Problem:
Reproduce verbatim every line of the listing below, from its first line through the line that contains "negative clicks: (697, 41) (776, 84)", both ends included.
Given entries Start Marker
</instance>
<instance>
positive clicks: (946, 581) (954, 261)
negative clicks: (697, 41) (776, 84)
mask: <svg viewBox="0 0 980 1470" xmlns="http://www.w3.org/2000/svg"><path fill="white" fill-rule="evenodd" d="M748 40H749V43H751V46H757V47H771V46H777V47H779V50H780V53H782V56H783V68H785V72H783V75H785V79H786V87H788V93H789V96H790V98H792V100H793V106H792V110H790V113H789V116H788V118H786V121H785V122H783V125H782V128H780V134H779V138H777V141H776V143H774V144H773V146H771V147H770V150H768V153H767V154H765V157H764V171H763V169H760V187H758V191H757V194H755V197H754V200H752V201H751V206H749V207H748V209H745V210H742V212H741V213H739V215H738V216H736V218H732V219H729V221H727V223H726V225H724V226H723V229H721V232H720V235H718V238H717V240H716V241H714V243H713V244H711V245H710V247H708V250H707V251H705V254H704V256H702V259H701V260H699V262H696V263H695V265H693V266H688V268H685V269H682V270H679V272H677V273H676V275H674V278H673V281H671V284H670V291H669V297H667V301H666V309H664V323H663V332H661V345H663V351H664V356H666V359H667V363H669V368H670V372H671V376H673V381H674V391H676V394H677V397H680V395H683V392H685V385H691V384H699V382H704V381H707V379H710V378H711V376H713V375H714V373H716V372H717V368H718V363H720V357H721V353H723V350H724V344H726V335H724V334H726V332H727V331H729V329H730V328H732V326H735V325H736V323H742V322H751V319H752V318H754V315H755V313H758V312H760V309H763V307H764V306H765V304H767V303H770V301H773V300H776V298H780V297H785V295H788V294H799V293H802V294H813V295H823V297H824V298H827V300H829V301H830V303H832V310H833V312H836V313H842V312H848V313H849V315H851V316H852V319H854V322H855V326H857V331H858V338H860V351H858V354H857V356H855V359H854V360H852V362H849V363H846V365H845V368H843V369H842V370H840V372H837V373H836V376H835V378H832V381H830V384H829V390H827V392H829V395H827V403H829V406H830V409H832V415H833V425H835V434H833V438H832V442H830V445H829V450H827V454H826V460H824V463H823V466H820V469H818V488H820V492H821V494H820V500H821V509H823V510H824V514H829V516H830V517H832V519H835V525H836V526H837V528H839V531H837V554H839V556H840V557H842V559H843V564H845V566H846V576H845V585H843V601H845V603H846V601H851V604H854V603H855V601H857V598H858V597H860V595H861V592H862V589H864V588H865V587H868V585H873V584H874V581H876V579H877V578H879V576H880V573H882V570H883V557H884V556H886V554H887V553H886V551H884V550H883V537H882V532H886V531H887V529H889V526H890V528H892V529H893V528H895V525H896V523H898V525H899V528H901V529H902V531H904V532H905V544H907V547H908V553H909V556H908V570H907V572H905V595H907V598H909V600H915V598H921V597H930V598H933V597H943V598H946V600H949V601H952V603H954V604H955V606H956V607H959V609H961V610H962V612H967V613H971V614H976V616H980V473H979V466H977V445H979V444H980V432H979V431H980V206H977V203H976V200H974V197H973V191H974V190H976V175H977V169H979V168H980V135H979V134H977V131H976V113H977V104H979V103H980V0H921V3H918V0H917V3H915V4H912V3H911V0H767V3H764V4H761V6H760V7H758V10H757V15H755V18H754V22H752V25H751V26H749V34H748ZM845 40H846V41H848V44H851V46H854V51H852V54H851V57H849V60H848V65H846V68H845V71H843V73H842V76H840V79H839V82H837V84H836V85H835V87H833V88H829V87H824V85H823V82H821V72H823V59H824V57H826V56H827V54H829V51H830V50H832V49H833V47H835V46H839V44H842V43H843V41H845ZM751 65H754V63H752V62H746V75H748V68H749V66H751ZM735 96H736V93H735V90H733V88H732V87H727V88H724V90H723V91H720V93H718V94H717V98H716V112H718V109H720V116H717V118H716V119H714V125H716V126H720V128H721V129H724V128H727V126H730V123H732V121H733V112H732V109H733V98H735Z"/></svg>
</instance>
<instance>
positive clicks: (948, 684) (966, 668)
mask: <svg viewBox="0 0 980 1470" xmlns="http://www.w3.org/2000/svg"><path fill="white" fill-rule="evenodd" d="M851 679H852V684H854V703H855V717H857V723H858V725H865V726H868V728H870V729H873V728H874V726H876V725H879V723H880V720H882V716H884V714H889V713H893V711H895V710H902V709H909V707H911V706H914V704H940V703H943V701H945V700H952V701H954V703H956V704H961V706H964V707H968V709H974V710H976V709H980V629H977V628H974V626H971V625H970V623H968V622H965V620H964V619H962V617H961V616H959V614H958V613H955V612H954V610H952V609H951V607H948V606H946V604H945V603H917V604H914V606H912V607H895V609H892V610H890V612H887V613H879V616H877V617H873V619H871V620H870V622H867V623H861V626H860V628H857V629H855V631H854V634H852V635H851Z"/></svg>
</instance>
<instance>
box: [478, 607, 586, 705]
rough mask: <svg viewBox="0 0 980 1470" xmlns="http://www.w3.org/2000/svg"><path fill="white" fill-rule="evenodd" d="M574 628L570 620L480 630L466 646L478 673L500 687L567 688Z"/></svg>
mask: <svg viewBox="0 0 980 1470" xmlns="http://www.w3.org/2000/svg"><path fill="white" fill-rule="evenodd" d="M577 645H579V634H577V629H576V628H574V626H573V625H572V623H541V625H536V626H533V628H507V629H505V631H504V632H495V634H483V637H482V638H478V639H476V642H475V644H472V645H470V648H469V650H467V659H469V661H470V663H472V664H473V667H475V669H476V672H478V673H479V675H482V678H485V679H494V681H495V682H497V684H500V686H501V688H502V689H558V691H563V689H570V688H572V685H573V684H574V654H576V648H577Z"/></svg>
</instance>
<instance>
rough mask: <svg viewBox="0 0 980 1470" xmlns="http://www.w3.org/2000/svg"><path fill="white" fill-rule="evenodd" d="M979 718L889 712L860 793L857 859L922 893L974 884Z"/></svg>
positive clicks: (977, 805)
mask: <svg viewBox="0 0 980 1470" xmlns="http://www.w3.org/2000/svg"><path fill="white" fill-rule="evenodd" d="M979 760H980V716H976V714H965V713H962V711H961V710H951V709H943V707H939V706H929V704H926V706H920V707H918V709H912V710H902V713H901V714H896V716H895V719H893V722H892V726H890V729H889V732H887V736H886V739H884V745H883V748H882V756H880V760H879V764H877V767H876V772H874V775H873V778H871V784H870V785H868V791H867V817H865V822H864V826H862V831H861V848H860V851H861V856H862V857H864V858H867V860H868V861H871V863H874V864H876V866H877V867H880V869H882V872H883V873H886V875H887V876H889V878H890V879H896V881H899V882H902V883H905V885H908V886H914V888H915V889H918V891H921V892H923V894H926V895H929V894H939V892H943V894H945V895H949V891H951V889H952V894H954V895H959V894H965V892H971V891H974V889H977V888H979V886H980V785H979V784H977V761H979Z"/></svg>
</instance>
Given entries End Marker
Answer:
</instance>
<instance>
positive clicks: (946, 581) (954, 261)
negative clicks: (697, 41) (776, 84)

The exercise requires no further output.